- [Фрагмент текста]
########################################
Мы проанализировали только сюжет вставного рассказа, притом не до конца, но успели заметить ту же неясность, недоговоренность – и многозначность. Каждый сюжетный поворот, почти любая фраза имеют по крайней мере два значения, иные – до пяти (это было названо «феноменом Булгакова»). Мы убедились, что рассказ требует сопоставительного чтения – как и Евангелие; своеобразной библеистики, в которой порядочно продвинулись, хотя далеко не дошли до конца.
Система умолчаний и связанная с ней поэтика Булгакова будет и в дальнейшем рассматриваться как средство для достижения литературного многоголосия. Иные возможные трактовки придется опускать, ибо методика этого исследования не позволяет обращаться к трактовкам, связанным с биографией писателя, уходящим в дневники, письма и т.д. Здесь ставится узкая цель: прочесть рассказ так, как это может сделать в принципе любой читатель. Или: прочесть только то, что Булгаков счел необходимым и достаточным сообщить своим читателям.
########################################
- [Показанные записи]

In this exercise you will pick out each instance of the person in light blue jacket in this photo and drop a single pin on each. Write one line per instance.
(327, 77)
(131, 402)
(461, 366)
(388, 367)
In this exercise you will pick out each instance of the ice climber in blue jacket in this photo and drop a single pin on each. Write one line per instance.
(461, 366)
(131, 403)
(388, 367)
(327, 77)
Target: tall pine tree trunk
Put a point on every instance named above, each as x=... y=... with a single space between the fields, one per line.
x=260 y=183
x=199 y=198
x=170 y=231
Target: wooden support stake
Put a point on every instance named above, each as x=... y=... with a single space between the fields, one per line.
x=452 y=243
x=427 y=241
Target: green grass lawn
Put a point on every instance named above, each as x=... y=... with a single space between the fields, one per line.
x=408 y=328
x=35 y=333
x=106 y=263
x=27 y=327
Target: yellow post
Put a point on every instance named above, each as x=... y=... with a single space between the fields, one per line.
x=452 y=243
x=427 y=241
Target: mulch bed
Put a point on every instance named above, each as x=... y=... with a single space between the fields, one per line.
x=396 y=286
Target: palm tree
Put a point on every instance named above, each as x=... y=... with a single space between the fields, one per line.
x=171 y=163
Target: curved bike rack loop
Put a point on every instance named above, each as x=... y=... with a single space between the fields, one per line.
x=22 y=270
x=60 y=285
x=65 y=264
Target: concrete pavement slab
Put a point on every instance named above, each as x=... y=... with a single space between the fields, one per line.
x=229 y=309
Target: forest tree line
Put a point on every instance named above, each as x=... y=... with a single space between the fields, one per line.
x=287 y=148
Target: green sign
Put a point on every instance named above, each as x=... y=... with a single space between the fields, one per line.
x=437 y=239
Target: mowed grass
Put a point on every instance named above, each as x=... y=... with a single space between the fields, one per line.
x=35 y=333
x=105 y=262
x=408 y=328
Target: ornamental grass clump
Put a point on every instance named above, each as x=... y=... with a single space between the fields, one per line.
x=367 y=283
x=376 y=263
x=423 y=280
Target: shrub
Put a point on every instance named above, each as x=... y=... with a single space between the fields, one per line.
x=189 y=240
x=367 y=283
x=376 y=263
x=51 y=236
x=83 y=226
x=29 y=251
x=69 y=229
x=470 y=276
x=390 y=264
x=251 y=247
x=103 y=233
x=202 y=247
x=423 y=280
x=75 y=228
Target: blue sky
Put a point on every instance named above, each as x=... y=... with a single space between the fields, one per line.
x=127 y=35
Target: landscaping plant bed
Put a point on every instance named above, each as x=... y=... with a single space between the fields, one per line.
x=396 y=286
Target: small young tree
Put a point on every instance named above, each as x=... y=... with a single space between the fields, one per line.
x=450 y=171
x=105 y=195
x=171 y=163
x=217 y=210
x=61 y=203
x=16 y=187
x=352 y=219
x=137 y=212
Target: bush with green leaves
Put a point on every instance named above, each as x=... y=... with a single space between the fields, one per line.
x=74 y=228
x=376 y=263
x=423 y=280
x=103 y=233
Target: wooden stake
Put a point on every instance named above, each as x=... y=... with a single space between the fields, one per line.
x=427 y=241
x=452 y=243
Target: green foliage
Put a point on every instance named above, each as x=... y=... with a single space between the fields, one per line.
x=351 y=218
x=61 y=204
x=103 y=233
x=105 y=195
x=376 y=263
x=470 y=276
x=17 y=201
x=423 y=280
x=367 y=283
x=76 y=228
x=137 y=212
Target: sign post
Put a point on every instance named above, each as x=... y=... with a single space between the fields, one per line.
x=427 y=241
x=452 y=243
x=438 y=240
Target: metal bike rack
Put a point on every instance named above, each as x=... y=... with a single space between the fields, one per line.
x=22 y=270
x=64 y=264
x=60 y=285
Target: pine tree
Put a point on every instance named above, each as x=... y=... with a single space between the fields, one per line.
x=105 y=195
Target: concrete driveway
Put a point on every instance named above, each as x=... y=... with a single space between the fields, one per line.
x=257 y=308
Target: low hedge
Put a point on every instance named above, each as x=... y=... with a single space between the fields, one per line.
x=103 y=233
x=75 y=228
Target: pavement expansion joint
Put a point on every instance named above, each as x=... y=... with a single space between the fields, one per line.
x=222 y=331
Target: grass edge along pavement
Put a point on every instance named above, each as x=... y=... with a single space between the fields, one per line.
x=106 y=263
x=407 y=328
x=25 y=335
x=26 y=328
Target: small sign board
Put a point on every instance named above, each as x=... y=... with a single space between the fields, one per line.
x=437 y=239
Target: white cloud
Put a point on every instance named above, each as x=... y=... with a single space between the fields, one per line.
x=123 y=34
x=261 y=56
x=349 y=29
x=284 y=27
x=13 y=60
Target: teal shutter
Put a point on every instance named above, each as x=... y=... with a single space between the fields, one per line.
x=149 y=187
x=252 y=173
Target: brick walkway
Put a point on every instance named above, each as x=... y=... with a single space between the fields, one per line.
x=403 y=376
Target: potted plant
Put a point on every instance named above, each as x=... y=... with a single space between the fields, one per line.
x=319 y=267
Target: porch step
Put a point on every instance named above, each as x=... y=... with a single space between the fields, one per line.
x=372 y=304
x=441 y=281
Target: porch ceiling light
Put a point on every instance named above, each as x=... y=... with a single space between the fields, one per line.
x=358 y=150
########################################
- [Условие задачи 1]
Перепишите фрагмент текста, заменив «Евангелие» на «Писание». Начните со слов «Мы проанализировали только» и закончите словами «дошли до конца.».
- [Условие задачи 2]
Перепишите целиком, ничего не пропуская, записи от строки с «Target: curved bike rack loop» до строки с «x=229 y=309» включительно, прибавив 15 к каждой координате точек.

- [Решение задачи 1]
Мы проанализировали только сюжет вставного рассказа, притом не до конца, но успели заметить ту же неясность, недоговоренность – и многозначность. Каждый сюжетный поворот, почти любая фраза имеют по крайней мере два значения, иные – до пяти (это было названо «феноменом Булгакова»). Мы убедились, что рассказ требует сопоставительного чтения – как и Писание; своеобразной библеистики, в которой порядочно продвинулись, хотя далеко не дошли до конца.

- [Решение задачи 2]
Target: curved bike rack loop
Put a point on every instance named above, each as x=... y=... with a single space between the fields, one per line.
x=37 y=285
x=75 y=300
x=80 y=279
Target: concrete pavement slab
Put a point on every instance named above, each as x=... y=... with a single space between the fields, one per line.
x=244 y=324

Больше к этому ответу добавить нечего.